[Point localization data]

======

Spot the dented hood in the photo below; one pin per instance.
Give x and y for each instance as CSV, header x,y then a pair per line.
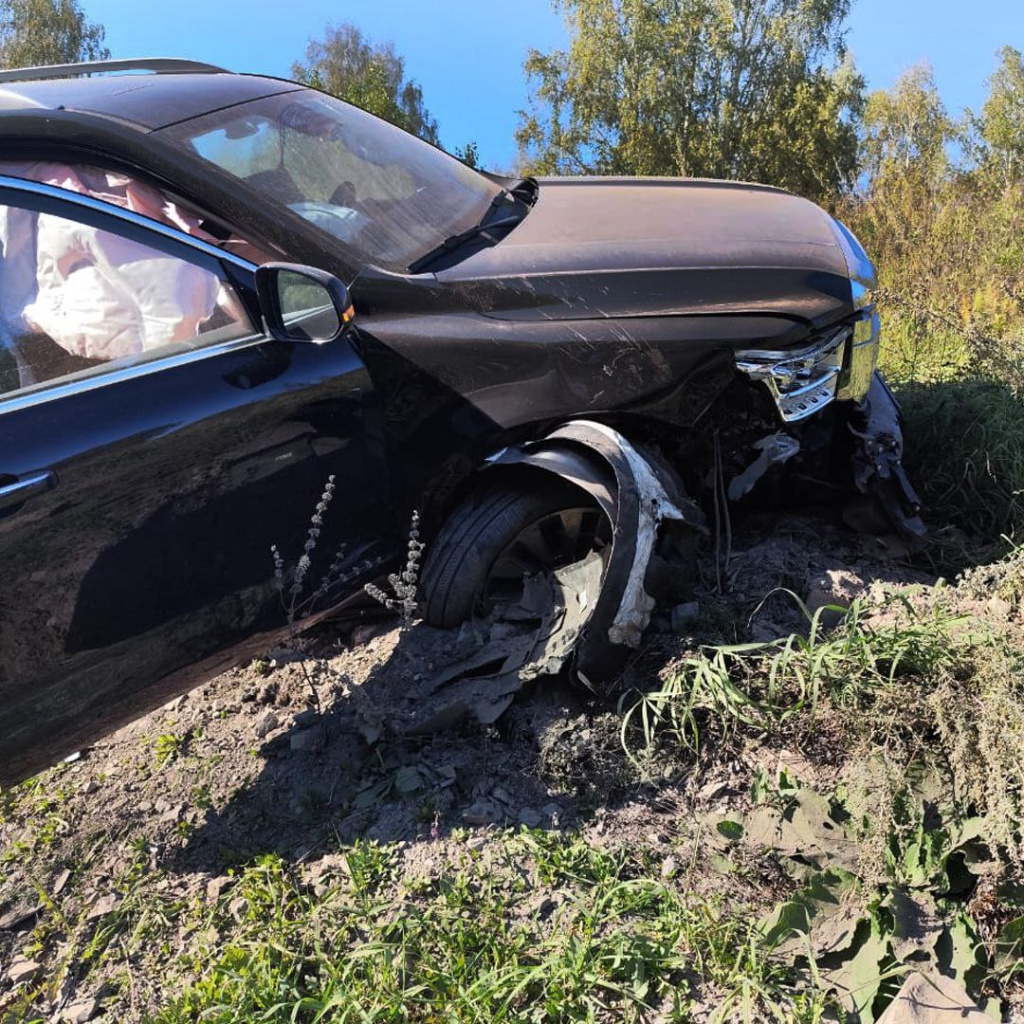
x,y
622,247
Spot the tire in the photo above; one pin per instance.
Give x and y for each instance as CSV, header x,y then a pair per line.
x,y
459,568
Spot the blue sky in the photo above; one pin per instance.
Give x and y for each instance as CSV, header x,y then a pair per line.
x,y
467,54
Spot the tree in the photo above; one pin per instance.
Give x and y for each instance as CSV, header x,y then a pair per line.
x,y
345,64
906,131
750,89
47,32
1003,117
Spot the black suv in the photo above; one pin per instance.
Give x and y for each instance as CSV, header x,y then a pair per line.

======

Transcribe the lines above exactly, setting aside any picture among them.

**Expected output**
Spot the dented hood in the photo below; one pin per instance.
Give x and y for each instance as CSV, header x,y then a pair per line.
x,y
622,247
Spot the tire in the photo above; one pin per instance.
Give x and y for each instance as CSV, header x,y then a pair per line.
x,y
459,568
Spot the blue sky in the photo above; one pin per instance.
Give x and y for each instance as CSV, header x,y then a pair per line.
x,y
467,54
Spot the tree in the photo above; one pin per instance.
Give x and y for each instance as CSV, header x,y then a pair per line.
x,y
345,64
906,131
750,89
47,32
1003,117
Spot the black suv in the photo above; one pin per instance.
Give x and y for each instance as CSV, header x,y then a pair per line.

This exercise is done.